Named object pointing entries
═══

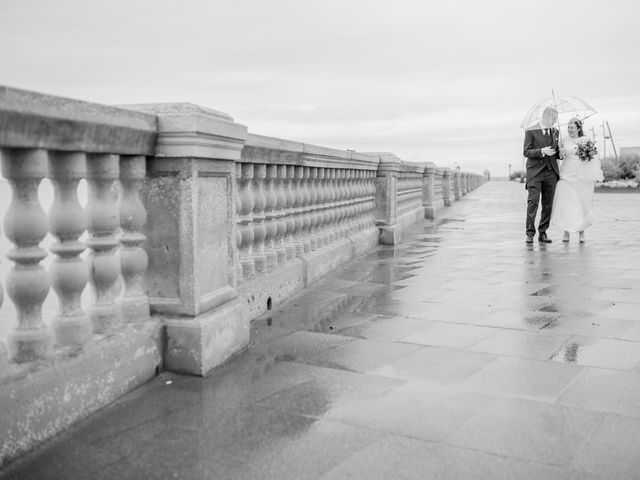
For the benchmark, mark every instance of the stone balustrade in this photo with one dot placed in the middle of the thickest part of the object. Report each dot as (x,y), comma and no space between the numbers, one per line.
(191,227)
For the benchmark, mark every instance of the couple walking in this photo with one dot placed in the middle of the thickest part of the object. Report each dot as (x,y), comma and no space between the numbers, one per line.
(566,192)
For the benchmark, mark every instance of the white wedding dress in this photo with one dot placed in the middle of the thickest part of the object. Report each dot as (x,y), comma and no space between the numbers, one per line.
(572,209)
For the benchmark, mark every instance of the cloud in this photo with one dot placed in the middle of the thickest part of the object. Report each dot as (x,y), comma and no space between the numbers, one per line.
(441,81)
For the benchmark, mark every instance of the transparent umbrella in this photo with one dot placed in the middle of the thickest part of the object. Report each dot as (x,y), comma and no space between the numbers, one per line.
(566,106)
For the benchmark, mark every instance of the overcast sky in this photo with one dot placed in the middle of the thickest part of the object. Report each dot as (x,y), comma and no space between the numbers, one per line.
(442,81)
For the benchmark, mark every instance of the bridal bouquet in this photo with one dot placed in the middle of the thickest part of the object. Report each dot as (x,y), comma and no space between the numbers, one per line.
(586,150)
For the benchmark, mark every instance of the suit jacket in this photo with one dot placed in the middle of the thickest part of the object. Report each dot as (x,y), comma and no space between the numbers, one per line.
(534,142)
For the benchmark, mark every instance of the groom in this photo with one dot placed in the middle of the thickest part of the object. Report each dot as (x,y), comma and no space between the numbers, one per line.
(541,150)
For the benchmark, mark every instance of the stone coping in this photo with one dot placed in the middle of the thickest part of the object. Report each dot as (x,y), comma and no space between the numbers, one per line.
(35,120)
(272,150)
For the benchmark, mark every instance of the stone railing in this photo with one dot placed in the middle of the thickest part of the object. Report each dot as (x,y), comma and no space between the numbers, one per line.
(191,228)
(301,211)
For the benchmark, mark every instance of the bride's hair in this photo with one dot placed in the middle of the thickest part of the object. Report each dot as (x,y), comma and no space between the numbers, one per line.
(578,123)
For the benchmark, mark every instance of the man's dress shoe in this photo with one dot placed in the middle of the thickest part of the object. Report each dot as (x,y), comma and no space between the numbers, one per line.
(544,239)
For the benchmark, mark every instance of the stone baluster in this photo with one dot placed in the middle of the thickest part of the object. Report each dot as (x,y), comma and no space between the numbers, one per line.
(27,282)
(290,213)
(348,204)
(298,211)
(102,172)
(245,219)
(312,207)
(339,210)
(323,203)
(306,208)
(134,260)
(349,209)
(280,208)
(69,273)
(270,216)
(355,201)
(457,185)
(358,218)
(238,205)
(259,229)
(330,212)
(319,206)
(446,186)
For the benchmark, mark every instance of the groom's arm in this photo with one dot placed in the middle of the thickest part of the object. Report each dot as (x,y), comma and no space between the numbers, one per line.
(528,150)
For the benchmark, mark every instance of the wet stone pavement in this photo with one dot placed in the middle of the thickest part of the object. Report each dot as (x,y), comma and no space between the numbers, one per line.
(461,353)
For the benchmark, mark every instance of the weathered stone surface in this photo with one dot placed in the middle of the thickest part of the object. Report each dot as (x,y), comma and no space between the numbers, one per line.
(34,120)
(198,345)
(188,130)
(44,402)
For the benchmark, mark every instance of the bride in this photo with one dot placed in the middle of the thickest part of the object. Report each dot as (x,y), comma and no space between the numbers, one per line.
(572,203)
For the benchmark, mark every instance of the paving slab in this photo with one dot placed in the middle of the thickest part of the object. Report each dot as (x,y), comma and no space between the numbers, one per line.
(461,353)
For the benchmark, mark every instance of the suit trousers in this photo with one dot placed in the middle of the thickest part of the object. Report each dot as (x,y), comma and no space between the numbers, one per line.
(541,189)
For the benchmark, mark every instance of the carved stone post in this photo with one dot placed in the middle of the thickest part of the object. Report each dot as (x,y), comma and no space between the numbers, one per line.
(457,184)
(428,191)
(190,195)
(271,224)
(69,273)
(133,216)
(446,186)
(259,228)
(387,200)
(280,208)
(25,224)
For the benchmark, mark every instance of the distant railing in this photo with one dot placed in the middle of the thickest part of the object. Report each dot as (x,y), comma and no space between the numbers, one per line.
(290,202)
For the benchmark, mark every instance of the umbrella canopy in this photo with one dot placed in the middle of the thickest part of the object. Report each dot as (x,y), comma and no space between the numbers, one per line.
(567,107)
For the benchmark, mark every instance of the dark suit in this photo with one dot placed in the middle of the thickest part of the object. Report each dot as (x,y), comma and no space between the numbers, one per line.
(542,176)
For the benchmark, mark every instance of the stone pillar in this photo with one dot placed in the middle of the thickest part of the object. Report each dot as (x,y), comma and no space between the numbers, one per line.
(386,213)
(190,196)
(428,191)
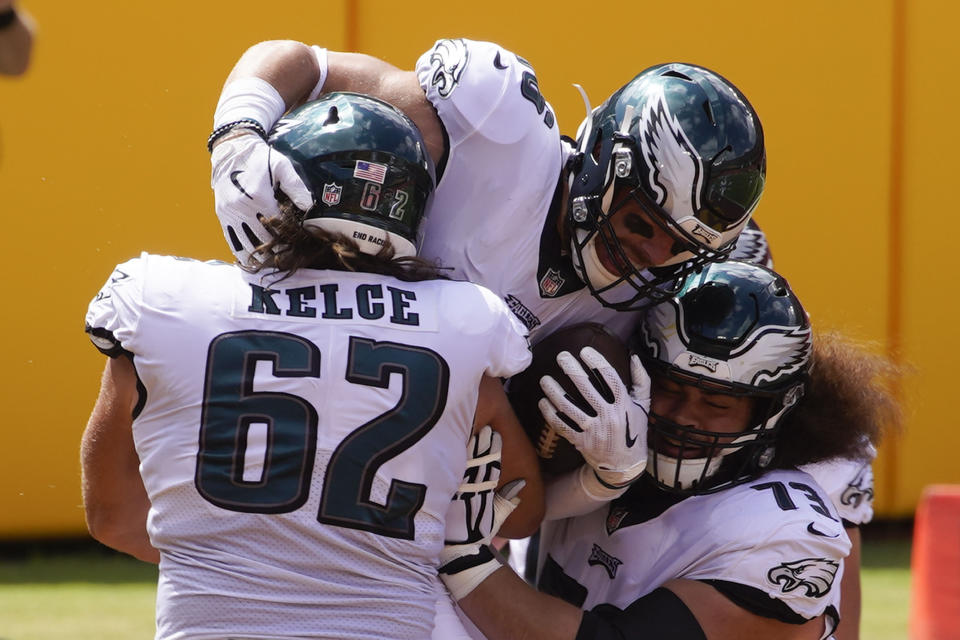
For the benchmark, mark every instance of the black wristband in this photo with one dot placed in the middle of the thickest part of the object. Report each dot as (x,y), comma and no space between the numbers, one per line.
(8,17)
(243,123)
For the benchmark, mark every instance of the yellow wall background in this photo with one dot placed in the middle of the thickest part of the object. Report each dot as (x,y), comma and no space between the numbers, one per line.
(102,155)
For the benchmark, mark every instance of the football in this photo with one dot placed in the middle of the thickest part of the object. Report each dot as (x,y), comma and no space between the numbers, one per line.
(556,454)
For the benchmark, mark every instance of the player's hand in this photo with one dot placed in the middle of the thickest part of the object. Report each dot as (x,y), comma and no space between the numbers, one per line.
(246,173)
(611,433)
(466,559)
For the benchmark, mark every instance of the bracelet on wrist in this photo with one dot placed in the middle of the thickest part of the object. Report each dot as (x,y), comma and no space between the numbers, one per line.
(8,17)
(243,123)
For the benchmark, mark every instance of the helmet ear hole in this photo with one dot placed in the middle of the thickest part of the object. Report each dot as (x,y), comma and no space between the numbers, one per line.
(333,116)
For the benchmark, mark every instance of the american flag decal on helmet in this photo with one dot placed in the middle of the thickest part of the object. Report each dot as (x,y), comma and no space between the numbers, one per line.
(370,171)
(331,194)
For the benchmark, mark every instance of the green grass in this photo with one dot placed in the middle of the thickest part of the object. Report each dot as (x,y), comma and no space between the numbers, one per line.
(85,594)
(90,593)
(885,585)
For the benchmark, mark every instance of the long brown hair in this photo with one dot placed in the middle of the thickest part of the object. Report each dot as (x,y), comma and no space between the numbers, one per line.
(294,247)
(848,405)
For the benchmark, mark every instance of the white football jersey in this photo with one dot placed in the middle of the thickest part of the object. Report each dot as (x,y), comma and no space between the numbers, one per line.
(849,484)
(778,537)
(300,439)
(489,218)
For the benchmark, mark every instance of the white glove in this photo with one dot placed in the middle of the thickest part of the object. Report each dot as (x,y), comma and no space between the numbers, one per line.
(465,564)
(246,171)
(613,437)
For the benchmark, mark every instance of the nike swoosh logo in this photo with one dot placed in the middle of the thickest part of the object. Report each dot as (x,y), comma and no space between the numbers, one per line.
(816,532)
(233,179)
(630,441)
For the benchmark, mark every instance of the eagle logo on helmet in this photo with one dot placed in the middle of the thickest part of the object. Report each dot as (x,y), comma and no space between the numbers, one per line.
(447,61)
(778,351)
(814,575)
(675,176)
(860,488)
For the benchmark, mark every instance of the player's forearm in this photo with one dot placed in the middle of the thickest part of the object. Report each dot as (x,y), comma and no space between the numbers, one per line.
(504,607)
(577,493)
(290,67)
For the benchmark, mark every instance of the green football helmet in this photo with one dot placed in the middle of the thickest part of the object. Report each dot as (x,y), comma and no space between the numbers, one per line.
(366,165)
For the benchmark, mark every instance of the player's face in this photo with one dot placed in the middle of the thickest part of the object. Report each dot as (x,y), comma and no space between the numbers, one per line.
(644,243)
(687,405)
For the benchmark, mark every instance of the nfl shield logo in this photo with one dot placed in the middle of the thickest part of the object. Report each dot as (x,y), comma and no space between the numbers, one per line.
(551,282)
(615,518)
(331,194)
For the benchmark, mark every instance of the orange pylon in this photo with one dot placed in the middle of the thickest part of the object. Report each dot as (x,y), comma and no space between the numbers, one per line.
(935,565)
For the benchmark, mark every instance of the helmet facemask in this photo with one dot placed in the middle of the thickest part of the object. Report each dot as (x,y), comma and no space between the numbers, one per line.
(697,182)
(734,329)
(690,461)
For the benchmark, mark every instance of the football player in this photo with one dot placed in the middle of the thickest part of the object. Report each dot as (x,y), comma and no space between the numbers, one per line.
(661,179)
(849,482)
(723,537)
(285,438)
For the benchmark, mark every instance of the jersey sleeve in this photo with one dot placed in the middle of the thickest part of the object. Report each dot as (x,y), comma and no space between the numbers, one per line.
(481,88)
(113,314)
(849,483)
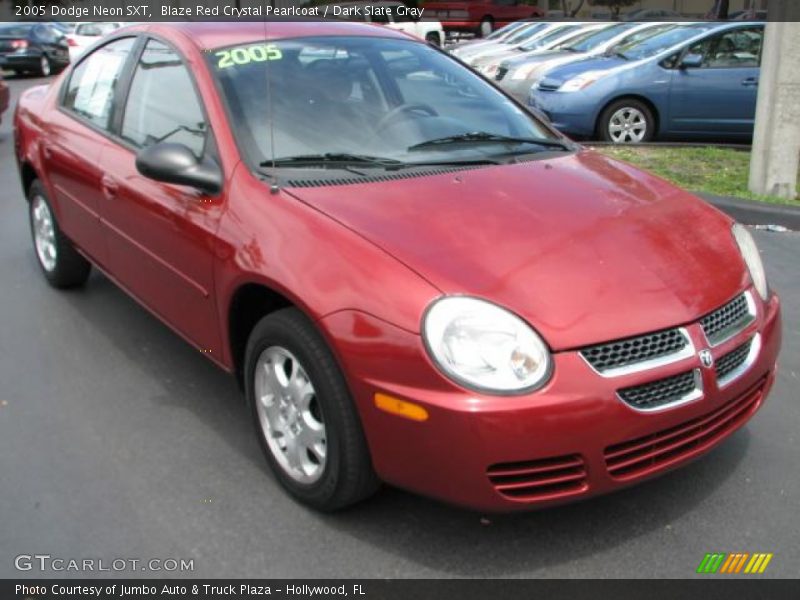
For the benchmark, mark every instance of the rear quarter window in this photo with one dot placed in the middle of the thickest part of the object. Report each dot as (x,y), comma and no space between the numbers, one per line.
(93,83)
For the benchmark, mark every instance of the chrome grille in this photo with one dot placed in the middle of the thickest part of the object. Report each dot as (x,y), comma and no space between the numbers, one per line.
(630,351)
(727,321)
(732,360)
(663,392)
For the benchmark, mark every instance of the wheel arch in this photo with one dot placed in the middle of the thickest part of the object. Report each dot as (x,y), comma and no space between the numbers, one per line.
(641,98)
(27,175)
(249,303)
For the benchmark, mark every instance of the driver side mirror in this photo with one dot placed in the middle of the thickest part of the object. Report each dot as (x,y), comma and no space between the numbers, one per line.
(175,163)
(692,61)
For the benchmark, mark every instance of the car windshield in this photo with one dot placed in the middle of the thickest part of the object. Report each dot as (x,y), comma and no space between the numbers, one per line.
(15,30)
(657,44)
(591,40)
(369,100)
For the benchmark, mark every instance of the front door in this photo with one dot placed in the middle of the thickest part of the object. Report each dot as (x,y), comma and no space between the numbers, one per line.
(160,237)
(72,143)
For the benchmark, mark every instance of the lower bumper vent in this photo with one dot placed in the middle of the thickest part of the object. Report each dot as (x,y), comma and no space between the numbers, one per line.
(649,454)
(542,479)
(663,392)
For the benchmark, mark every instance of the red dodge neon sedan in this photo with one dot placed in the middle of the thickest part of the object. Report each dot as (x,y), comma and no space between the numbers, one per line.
(415,280)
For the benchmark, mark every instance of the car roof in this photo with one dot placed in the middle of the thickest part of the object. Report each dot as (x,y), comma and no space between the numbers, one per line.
(208,35)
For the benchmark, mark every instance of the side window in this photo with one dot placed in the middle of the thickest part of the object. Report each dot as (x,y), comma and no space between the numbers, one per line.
(737,48)
(162,103)
(91,87)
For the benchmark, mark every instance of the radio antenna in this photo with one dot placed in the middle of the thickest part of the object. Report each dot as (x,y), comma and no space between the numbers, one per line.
(274,187)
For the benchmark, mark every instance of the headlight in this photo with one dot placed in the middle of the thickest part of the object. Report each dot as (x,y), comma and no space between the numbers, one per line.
(484,347)
(752,258)
(581,81)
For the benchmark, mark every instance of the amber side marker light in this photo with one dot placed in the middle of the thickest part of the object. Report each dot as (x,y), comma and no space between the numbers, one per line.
(401,408)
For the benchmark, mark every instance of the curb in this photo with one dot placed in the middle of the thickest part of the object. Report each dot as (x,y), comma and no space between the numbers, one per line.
(755,213)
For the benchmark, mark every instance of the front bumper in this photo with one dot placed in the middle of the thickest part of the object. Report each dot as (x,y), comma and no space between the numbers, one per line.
(570,440)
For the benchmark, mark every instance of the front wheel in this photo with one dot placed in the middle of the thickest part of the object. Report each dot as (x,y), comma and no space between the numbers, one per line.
(62,265)
(305,418)
(627,121)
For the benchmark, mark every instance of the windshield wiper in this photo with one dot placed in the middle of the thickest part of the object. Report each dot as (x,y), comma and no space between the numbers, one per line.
(485,137)
(332,158)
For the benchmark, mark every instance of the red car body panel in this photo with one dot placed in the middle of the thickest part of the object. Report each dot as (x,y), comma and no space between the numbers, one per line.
(5,96)
(541,247)
(469,13)
(585,248)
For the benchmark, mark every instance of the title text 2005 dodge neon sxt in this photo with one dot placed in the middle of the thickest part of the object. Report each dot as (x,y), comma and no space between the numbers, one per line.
(415,280)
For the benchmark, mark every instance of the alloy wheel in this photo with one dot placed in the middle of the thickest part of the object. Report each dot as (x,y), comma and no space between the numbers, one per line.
(44,235)
(290,415)
(627,125)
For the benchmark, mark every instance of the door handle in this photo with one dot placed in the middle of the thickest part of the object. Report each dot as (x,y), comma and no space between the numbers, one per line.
(110,187)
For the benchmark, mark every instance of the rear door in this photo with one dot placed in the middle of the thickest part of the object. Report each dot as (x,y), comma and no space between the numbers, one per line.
(161,237)
(718,97)
(73,138)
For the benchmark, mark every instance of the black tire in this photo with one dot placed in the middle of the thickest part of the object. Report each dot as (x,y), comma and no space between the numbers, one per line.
(70,269)
(348,476)
(633,107)
(433,38)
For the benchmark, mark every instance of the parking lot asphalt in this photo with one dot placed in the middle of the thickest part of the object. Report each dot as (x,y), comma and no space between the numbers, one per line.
(118,440)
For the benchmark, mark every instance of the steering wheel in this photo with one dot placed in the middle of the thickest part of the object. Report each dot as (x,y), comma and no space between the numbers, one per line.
(402,109)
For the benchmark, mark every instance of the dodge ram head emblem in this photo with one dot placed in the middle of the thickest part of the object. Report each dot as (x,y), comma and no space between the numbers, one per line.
(706,359)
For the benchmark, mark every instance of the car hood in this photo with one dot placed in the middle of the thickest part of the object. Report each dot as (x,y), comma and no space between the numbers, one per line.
(561,74)
(585,248)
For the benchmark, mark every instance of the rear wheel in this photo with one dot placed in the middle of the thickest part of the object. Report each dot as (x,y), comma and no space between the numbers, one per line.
(627,121)
(62,265)
(305,418)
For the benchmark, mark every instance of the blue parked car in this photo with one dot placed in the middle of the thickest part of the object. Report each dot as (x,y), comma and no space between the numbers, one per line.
(695,80)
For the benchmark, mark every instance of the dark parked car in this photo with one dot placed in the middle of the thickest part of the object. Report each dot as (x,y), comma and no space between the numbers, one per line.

═══

▸ **What is required**:
Rewrite the lines from the one containing "For the benchmark, mark every instance of the steering" through the end of the entries, replacing "rear wheel" with "back wheel" and leaving everything else unchanged.

▸ **Response below**:
For the benchmark, mark every instance of the steering wheel in this photo with one dot placed in the middle of the thickest part of the object. Report each dot as (x,y), comma and no space between the numbers, one per line.
(402,109)
For the benchmark, mark every instance of the dodge ram head emblem in this photo with one dot placed in the middle of the thickest part of the object. Report each dot as (x,y), comma and no space between the numbers, one per line.
(706,359)
For the benchmark, mark every instance of the car hood in this photo with one dot placed in the middle of the thickest part of the object. Report each dot as (x,y), comma and no space between the numbers, one per line.
(561,74)
(585,248)
For the benchmark, mark every instance of the back wheel in this photo with one dot placed in the middle of the thickest part of the object. Report each dot as (x,y), comma and no space between the numbers, one per line.
(627,121)
(62,265)
(305,418)
For the benchmark, mark every instance of the blue parked car in this photo with one dot placed in the middle of the thickest part of the object. Report each dot as (x,y), comma and no space between the numbers, one per line.
(695,80)
For the benchmark, mark every instance of the dark parked car in this photo with one dot placed in the middle of the thickest part of the object. Report each dot as (x,y), comma and no space between the numbers, one per line.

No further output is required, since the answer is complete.